═══ RECORDS TO USE ═══

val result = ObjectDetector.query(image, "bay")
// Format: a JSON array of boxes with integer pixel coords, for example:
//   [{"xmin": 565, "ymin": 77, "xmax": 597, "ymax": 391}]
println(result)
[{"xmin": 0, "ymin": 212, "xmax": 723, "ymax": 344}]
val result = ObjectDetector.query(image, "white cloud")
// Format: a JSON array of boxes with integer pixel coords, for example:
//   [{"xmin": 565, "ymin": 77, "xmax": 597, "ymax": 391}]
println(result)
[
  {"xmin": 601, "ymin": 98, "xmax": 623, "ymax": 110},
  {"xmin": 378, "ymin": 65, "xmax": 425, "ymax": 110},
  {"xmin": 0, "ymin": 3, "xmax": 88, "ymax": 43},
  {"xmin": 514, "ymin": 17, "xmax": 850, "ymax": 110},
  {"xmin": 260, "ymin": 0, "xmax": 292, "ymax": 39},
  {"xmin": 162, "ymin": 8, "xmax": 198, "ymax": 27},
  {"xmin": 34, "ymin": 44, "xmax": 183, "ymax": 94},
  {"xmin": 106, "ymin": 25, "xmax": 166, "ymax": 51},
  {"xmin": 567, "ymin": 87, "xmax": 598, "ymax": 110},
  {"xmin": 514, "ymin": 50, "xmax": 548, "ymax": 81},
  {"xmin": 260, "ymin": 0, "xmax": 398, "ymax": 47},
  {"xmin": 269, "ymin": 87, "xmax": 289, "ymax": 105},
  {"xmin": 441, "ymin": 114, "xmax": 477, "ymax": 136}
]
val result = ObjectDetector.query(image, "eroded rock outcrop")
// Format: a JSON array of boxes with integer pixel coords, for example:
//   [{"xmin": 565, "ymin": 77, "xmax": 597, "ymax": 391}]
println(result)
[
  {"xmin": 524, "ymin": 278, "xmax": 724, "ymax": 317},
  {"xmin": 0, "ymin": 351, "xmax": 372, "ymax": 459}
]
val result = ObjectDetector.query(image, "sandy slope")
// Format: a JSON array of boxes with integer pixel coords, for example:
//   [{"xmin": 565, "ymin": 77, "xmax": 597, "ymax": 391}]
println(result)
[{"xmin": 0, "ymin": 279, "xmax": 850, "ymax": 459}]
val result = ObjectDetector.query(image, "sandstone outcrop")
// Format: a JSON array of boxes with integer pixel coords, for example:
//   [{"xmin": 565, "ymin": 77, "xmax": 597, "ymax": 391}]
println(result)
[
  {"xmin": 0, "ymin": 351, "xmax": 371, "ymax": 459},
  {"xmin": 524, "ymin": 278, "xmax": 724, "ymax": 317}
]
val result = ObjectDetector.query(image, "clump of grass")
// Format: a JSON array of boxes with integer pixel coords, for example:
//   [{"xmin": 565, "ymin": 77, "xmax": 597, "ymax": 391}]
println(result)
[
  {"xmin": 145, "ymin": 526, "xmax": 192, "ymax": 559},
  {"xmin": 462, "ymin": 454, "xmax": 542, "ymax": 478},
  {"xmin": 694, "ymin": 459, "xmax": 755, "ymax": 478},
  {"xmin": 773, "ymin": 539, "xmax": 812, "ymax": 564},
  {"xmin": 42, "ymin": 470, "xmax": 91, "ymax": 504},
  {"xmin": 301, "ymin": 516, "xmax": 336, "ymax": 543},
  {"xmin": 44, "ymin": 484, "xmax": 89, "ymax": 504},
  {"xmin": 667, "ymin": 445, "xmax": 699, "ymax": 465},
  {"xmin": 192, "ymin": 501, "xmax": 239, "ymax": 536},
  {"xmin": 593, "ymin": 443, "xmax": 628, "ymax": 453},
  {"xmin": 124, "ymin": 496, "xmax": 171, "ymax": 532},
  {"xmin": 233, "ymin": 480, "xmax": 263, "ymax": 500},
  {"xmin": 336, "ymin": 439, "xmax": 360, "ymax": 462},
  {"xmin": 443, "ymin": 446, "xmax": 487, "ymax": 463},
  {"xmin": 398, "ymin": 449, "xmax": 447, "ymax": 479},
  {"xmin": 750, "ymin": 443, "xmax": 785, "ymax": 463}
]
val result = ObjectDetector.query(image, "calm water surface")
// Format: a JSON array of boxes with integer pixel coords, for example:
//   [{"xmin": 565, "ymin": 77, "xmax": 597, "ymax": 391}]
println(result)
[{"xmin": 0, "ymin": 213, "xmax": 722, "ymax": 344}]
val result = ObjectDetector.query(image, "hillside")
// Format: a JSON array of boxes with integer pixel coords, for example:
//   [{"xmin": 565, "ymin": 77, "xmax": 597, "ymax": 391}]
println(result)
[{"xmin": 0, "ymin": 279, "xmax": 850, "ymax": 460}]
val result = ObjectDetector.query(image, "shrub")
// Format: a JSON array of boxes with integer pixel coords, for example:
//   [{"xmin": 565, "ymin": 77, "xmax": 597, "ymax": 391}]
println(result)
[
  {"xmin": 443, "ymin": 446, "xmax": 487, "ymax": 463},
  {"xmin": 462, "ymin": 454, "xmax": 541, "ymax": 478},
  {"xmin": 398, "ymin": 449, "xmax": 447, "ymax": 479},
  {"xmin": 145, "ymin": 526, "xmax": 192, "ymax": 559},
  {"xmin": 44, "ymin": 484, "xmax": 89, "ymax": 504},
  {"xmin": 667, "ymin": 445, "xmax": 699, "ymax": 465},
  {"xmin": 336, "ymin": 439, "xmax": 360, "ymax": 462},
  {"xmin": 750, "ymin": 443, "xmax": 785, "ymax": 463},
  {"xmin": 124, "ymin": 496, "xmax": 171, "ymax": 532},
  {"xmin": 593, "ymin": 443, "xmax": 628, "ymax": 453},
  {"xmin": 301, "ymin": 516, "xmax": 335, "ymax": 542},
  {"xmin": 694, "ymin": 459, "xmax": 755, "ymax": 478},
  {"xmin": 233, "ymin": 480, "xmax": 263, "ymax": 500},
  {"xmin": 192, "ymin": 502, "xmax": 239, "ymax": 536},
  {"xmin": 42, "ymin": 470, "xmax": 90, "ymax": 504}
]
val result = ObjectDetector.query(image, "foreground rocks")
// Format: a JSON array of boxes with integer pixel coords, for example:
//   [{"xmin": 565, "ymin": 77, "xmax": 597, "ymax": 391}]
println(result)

═══

● WHAT IS REQUIRED:
List every line in the items above that contains the string "outcrop", copying each line in full.

● RESULT:
val result = ObjectDetector.query(image, "eroded rock outcrop")
val result = ObjectDetector.query(image, "sandstone outcrop")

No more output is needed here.